Print every entry word for word, but omit the pictures.

[Part of a data file]

⁂

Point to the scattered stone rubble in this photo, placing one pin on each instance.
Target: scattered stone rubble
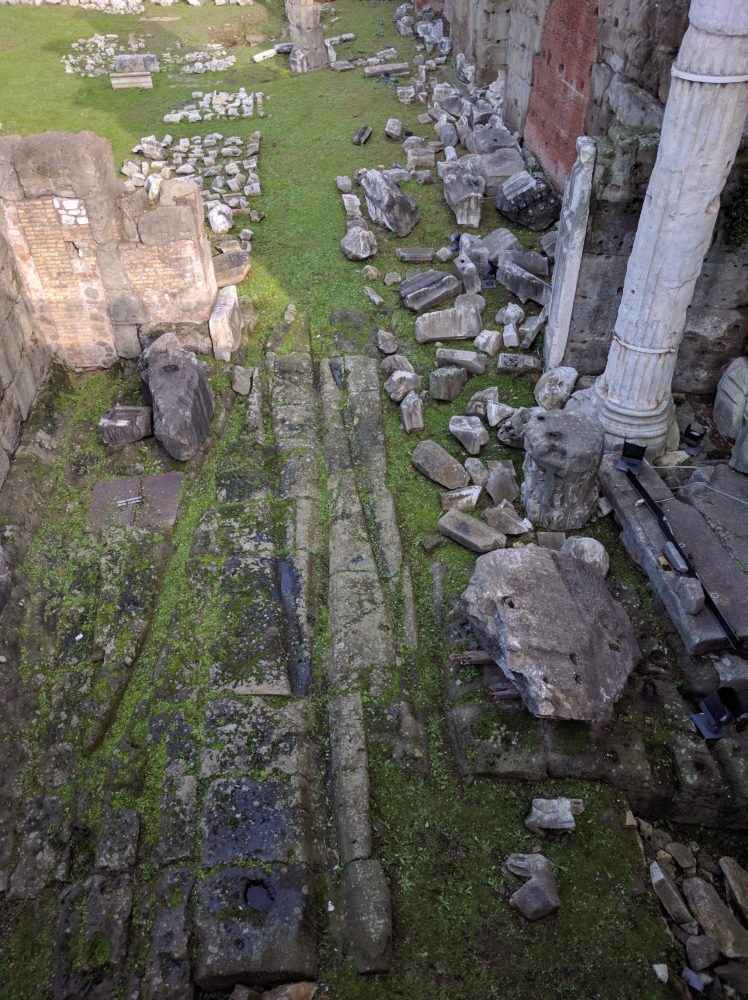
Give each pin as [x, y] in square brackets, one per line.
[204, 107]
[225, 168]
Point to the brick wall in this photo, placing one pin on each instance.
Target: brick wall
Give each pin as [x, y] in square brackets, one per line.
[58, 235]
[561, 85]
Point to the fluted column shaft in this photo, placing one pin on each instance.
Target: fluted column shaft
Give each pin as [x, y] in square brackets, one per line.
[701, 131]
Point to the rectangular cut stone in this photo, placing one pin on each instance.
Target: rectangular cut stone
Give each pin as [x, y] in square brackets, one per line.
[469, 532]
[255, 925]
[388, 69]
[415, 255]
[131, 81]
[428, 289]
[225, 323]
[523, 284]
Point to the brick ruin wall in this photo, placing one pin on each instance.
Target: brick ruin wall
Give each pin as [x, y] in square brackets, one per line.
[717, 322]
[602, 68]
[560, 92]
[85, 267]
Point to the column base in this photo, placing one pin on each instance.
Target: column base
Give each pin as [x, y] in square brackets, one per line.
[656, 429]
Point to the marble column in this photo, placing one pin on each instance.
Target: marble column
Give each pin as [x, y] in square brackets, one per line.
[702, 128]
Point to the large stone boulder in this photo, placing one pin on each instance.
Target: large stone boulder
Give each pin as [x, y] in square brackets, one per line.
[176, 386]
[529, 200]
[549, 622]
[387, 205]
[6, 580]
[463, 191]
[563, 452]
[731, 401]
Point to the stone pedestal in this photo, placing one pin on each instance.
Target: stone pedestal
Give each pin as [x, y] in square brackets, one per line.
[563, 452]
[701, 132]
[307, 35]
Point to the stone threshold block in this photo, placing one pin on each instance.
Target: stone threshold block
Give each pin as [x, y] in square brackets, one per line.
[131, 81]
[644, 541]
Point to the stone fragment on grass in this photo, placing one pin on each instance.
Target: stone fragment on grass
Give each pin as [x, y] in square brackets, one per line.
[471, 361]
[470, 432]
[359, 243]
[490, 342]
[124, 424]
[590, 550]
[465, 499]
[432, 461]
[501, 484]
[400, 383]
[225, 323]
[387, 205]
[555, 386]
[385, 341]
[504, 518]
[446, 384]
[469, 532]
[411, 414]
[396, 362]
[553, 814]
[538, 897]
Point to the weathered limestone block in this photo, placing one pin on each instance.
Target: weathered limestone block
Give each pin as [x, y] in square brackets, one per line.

⁂

* [Task output]
Point to the scattered stone rubble in this photo, placing one pin on each instance.
Target: scattered stone rubble
Give each pin as [x, y] in square brackets, one per line.
[204, 107]
[225, 168]
Point to the brick wall in this photo, placing one pin on each instance.
Target: brick wall
Give each pin as [x, y] in square brackets, one per line.
[58, 235]
[561, 85]
Point to the fluted column shaft in this photo, placing one pin on each instance.
Target: fluted column shaft
Give each pin as [x, y] in square brackets, one per line.
[701, 131]
Point to the rectangular cut stone in this photo, placing one pin on each instance.
Target: rectangular cut stone
Give each pin as [x, y] in square brackets, one per line.
[469, 532]
[255, 925]
[388, 69]
[415, 255]
[131, 81]
[428, 289]
[225, 323]
[523, 284]
Point to the brick ruin wall in this photo, placing one pin on each instance.
Target: brick ruin wall
Give each pin as [x, y] in square brackets, one per line.
[717, 322]
[602, 68]
[560, 92]
[85, 267]
Point to the column base in this photo, placing one pin on each instance.
Target: column base
Give each pin as [x, y] in square brackets, one per line.
[656, 429]
Point to the marble column in this photo, placing one pin on each instance.
Target: marble column
Give each pin as [x, y] in square brackets, one per line.
[702, 128]
Point to the large stone boulder in this photo, placing one pin on each instance.
Target: large stone boulder
Give each pin as [x, y] in square brackets, one per line.
[176, 386]
[529, 200]
[549, 622]
[387, 205]
[6, 580]
[463, 191]
[563, 452]
[731, 401]
Point to the stone pedestal in this photo, placing one pin on each instance.
Target: stone pedestal
Give each pin as [x, y] in square brackets, one per line.
[563, 452]
[701, 132]
[307, 35]
Point to the stone threshold block in this photo, placing one pin on each instance.
Target: stone threshold block
Give each pin as [x, y] in square brackets, one per line.
[131, 81]
[644, 541]
Point to the stone fragment on grass in this photo, placing one pin on each instance.
Target: stone fragment on grass
Give each pin as [x, y] in square brackets, one per line.
[471, 361]
[470, 432]
[359, 243]
[490, 342]
[124, 424]
[590, 550]
[465, 499]
[432, 461]
[501, 484]
[400, 383]
[225, 323]
[387, 205]
[555, 386]
[385, 341]
[504, 518]
[446, 384]
[469, 532]
[411, 414]
[396, 362]
[553, 814]
[538, 897]
Point to the weathered limestone block in this photo, placing one pin on each instance.
Target: weathered limestone block
Give each pin as [x, y] in square brackets, one per line.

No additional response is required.